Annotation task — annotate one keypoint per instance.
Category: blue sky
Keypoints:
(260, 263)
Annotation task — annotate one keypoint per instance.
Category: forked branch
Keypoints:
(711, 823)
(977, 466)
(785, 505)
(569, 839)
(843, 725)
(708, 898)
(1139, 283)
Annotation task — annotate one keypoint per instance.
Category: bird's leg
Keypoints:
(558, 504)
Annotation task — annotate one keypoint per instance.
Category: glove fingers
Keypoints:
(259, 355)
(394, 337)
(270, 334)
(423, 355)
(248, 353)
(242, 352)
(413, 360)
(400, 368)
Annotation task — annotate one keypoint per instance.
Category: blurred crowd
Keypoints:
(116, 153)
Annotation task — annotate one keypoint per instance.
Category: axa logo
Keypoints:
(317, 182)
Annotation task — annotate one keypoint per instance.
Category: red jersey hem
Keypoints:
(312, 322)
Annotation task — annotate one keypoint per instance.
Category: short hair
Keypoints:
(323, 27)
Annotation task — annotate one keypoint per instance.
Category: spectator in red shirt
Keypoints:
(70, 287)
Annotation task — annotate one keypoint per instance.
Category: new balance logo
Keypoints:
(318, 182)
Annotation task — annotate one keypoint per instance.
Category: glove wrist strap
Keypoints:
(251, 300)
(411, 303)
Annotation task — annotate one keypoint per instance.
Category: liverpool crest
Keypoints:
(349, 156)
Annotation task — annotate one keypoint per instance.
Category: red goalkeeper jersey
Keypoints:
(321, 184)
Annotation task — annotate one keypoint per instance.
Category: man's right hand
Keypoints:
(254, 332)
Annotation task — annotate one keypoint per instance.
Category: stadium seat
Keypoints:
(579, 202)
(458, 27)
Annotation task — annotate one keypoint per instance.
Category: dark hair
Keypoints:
══════════
-- GIVEN PROBLEM --
Count the lines of the material above that contain the string "logo", and reply with that number alone.

-- FINISHED EXERCISE --
2